• TO DO:
Go through the material line by line and copy each one with the word "below".
==== MATERIAL SUPPLIED ====
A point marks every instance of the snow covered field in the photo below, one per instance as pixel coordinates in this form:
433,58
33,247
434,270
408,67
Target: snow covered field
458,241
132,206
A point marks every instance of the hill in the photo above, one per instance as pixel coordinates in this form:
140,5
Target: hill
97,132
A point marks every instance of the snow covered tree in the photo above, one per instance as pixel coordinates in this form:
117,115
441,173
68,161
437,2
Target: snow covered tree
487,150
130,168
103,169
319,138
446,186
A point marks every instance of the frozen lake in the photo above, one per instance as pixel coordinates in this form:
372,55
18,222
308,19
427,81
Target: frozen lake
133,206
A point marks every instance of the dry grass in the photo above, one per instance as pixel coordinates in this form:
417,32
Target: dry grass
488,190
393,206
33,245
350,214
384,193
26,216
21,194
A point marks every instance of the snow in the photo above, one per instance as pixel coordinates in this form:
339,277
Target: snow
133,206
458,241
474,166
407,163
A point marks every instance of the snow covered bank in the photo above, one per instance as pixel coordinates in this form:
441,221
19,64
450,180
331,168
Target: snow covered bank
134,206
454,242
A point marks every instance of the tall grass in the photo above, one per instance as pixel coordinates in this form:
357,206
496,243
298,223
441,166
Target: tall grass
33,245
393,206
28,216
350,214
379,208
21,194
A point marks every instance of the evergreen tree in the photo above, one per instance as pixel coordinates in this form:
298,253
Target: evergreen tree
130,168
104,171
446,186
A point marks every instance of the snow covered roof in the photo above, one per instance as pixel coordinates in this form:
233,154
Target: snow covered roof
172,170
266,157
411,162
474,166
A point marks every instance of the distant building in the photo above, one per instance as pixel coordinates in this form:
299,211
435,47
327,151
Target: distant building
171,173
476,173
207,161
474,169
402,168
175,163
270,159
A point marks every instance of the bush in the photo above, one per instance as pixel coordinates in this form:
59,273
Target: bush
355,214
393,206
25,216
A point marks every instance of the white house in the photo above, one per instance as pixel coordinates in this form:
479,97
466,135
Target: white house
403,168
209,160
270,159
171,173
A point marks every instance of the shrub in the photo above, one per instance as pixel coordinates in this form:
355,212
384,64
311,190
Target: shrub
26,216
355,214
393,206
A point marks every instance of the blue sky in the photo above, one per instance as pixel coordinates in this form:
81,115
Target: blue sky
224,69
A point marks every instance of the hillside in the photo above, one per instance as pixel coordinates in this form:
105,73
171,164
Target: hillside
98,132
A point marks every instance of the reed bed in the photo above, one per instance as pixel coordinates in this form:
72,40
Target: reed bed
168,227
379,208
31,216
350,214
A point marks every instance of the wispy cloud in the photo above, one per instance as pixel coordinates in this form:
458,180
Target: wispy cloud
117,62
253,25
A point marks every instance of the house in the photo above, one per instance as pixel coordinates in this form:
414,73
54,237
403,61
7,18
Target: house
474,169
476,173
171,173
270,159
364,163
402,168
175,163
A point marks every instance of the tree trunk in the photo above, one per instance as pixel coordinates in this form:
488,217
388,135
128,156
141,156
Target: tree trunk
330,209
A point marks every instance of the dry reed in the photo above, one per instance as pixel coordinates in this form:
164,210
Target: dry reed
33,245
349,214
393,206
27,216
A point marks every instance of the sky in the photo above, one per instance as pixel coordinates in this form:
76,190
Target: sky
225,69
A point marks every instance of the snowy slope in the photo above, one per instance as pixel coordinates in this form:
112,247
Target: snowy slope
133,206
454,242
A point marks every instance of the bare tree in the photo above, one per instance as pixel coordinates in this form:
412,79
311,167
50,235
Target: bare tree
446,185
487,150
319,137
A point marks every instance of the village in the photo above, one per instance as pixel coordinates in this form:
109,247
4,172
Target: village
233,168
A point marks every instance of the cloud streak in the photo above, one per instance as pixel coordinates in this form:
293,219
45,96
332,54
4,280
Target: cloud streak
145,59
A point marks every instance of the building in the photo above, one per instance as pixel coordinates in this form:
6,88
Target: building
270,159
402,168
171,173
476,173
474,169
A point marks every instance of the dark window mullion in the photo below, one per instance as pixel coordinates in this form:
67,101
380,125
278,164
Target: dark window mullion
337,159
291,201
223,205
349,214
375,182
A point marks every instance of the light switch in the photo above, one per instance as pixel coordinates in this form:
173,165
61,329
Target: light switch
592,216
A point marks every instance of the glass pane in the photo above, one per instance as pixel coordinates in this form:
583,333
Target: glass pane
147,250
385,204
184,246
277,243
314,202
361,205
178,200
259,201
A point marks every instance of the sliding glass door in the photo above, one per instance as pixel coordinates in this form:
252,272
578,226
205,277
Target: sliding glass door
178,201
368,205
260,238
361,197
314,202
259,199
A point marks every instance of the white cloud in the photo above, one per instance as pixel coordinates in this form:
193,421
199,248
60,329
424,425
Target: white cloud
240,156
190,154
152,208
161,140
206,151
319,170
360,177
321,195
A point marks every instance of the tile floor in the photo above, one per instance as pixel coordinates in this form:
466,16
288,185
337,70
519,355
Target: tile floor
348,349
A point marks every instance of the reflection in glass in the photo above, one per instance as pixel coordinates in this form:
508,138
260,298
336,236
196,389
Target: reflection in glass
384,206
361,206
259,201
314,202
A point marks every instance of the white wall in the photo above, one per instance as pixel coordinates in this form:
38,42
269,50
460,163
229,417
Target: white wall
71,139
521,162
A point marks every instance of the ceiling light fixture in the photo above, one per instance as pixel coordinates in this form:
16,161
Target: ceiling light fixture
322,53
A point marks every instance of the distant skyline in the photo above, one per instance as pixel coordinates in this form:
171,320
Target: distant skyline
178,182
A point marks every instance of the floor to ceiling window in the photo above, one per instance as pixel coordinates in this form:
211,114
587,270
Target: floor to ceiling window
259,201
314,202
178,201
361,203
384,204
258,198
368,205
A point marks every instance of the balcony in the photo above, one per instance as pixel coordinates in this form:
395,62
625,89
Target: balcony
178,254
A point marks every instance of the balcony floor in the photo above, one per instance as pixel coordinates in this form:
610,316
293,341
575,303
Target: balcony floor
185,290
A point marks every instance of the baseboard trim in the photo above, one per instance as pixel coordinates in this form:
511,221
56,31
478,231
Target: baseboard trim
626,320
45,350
====
• RESULT FOR THIS EXERCISE:
A point marks every instance of the snow covered field in the photo below, one per instance as pixel coordinates in this form:
A point marks every instance of the dark window mullion in the photo below, one per instance as pixel coordinates in this form:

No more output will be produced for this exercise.